When every entry has been read, print each one back exactly.

== Extracted material

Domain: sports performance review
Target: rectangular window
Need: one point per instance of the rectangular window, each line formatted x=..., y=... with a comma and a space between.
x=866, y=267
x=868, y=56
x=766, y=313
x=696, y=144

====

- Response below
Domain: sports performance review
Target: rectangular window
Need: one point per instance of the rectangular window, each line formatted x=..., y=... with a comma and a space between.
x=866, y=267
x=868, y=56
x=766, y=313
x=696, y=144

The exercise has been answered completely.